Исходный текст |
Определяющей идеей всей средневековой культуры была вера в бога, являвшаяся для человека первым и последним постулатом познания и практической ориентации в мире. Эта вера в качестве высшей истины определила систему тех научных представлений о мире и философско-этических норм, которые принято называть «картиной мира» средневекового человека. Применительно к восточному средневековью вера выступала в качестве некоторой внешней, символической, знаково-языковой формы познания человека и мира. Последний момент в мировосприятии средневекового человека особенно наглядно проявился в преимущественном развитии математического мышления и, в частности, наиболее образных представлений, тяготеющих к алгоритмизации и формализации. Историками науки доказан приоритет региона в создании алгебры.

В культуре, наряду с магистральной линией развития, могут существовать явления, объединяемые термином «паракультура», – это и продукт культуры, и реакция на нее, и выявление потаенных смыслов собственно культуры36. Не только в явлениях «паракультуры», но и в составе средневекового философского мышления проявляется возврат к идее мифического бриколажа, прежде всего в осмыслении общества. Средневековым восточным мыслителям быта присуща «организменная» трактовка сущности человеческого общества и государства, уподобление строения политической структуры анатомии человеческого организма, привлечение различных утопий, выступавших по существу медиативными структурами в познании социальной обусловленности явлений общественной жизни и заменявших исследования самих законов функционирования общества. Так, «невежественные города» аль-Фараби могут быть поняты не только как реализации определенных мировоззренческих форм, но и как персонализация общественных противоречий в форме человеческих пороков и соответствующих мотиваций: «город низости и несчастья», «честолюбивый город», «заблудший город», «сластолюбивый город» и т.д. Диссонансом по отношению к рационалистической традиции восточного перипатетизма выглядит на первый взгляд тяготение художественного мышления эпохи к мистицизму, гиперболизации мира внутренних переживаний человека. За внешним несовпадением скрывалось на самом деле органичное единство в мировоззренческих основаниях целостного мира культуры. Классическая арабская и персидская поэзия широко использовали своеобразный символический язык суфиев, отождествлявших стремление к постижению бога и растворению в нем с любовью, самого суфия – с влюбленными, бога – с предметом любви, экстатическое состояние суфия – с состоянием опьянения.

Фрагмент данных |
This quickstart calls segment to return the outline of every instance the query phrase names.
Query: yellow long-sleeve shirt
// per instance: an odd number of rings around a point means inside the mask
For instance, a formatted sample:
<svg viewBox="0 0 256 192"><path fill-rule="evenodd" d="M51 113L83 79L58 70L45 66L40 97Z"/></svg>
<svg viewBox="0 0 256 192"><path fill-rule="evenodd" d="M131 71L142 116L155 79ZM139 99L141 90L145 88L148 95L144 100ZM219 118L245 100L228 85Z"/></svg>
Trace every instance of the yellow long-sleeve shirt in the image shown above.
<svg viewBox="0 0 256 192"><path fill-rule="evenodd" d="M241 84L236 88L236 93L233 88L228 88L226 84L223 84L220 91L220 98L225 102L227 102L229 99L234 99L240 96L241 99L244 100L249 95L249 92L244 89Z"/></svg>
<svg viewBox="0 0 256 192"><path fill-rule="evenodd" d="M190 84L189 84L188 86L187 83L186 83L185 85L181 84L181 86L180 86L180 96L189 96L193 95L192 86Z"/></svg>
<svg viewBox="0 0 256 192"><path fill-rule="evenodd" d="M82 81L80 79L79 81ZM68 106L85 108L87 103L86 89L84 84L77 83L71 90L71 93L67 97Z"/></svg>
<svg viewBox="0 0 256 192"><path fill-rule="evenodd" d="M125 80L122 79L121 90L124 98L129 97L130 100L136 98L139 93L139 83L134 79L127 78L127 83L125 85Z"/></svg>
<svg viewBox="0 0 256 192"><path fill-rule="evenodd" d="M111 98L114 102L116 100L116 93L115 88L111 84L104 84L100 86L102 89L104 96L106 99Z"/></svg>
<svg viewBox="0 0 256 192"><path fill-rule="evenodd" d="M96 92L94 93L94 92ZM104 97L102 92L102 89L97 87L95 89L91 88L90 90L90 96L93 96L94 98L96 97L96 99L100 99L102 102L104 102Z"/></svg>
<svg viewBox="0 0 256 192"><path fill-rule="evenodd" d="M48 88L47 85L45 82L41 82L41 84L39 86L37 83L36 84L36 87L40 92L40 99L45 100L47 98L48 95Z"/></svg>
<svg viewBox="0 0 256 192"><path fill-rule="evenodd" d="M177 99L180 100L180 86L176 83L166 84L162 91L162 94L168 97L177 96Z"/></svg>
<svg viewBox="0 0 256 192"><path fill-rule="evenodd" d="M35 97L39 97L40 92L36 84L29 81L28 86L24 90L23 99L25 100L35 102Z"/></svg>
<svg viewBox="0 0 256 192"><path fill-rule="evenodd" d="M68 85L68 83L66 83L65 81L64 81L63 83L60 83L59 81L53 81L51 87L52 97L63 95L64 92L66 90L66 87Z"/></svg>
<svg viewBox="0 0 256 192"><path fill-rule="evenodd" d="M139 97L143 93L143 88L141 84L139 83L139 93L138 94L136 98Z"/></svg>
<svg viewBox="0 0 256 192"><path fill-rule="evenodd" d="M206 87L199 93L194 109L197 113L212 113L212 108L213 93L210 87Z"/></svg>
...
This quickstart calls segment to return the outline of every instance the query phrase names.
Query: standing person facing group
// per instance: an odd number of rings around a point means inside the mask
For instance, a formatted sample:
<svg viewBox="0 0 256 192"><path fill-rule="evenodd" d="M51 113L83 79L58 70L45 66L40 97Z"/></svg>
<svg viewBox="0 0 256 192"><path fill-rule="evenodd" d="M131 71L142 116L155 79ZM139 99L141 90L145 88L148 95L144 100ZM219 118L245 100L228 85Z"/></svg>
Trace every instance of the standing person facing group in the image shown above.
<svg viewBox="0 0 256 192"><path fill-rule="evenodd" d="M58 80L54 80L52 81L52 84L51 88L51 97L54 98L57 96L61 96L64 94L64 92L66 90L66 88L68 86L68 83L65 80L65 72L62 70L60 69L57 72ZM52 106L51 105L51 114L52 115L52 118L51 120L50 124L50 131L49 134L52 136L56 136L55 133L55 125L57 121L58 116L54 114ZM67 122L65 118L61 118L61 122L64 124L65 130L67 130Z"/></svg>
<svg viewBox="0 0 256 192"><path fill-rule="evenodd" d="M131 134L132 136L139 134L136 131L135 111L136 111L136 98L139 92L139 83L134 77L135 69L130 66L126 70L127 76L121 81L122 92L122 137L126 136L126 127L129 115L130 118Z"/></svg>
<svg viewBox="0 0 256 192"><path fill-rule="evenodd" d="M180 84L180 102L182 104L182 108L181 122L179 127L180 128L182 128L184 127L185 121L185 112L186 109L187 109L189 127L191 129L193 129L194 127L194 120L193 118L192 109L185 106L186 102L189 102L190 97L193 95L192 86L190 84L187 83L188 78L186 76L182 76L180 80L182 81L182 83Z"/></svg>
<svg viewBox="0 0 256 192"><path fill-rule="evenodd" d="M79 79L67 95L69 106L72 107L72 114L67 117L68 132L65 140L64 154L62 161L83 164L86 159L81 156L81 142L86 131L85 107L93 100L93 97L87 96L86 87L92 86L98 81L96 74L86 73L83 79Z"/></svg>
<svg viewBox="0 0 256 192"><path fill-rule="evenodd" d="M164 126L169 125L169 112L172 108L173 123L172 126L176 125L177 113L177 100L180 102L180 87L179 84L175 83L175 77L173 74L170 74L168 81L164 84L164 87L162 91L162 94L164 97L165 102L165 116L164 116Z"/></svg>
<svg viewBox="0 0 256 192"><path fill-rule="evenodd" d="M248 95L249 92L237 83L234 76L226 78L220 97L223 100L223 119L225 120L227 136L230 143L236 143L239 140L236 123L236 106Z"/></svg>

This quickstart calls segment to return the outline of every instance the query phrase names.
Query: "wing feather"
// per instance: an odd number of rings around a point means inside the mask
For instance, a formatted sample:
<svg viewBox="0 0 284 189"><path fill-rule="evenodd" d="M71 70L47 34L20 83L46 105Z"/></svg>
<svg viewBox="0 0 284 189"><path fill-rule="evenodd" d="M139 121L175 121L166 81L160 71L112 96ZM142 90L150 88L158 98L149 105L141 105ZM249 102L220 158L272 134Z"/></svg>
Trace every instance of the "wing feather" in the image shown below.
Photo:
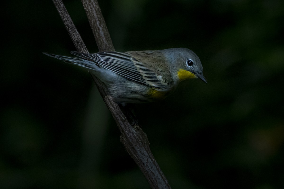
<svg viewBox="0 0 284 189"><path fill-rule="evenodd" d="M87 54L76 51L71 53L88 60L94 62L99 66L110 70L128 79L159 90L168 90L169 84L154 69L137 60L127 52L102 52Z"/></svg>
==
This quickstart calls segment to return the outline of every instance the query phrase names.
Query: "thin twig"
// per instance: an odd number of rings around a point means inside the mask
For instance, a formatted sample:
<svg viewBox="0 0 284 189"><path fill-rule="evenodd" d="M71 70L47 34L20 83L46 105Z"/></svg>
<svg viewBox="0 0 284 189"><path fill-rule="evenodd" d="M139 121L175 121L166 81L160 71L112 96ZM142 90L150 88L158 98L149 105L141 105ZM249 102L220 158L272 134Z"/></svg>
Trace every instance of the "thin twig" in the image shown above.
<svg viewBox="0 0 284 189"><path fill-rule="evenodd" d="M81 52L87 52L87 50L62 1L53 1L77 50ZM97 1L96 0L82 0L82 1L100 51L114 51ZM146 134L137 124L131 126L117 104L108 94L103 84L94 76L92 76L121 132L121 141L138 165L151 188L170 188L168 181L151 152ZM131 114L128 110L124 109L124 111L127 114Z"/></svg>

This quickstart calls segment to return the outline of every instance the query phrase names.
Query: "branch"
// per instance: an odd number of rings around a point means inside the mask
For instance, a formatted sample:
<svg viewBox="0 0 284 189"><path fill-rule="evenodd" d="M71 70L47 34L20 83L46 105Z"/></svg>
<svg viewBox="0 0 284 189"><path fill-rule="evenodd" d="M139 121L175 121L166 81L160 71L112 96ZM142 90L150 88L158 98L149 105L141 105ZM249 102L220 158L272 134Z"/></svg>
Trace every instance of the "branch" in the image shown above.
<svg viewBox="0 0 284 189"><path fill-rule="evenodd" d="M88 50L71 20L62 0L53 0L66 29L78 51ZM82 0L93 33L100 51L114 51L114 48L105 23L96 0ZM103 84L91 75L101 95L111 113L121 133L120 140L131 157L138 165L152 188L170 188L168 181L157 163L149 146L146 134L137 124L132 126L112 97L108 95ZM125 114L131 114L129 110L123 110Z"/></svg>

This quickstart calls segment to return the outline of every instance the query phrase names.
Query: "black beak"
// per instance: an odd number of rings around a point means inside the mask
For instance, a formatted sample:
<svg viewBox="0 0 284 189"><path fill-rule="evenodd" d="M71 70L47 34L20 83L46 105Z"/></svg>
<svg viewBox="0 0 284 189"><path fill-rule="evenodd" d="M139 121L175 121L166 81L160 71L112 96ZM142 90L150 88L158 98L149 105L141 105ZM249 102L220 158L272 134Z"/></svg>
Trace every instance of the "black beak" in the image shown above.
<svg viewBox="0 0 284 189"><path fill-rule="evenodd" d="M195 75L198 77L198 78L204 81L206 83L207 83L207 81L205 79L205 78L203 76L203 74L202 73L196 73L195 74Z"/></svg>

Ваша задача | Перепишите, пожалуйста, отрывок текста о средневековой культуре, начиная со слов «Определяющей идеей всей» и далее до слов «в создании алгебры.», заменив «картиной мира» на «моделью мира». Для ответа нужен только исходный текст, без данных.

Ответ на задание |
Определяющей идеей всей средневековой культуры была вера в бога, являвшаяся для человека первым и последним постулатом познания и практической ориентации в мире. Эта вера в качестве высшей истины определила систему тех научных представлений о мире и философско-этических норм, которые принято называть «моделью мира» средневекового человека. Применительно к восточному средневековью вера выступала в качестве некоторой внешней, символической, знаково-языковой формы познания человека и мира. Последний момент в мировосприятии средневекового человека особенно наглядно проявился в преимущественном развитии математического мышления и, в частности, наиболее образных представлений, тяготеющих к алгоритмизации и формализации. Историками науки доказан приоритет региона в создании алгебры.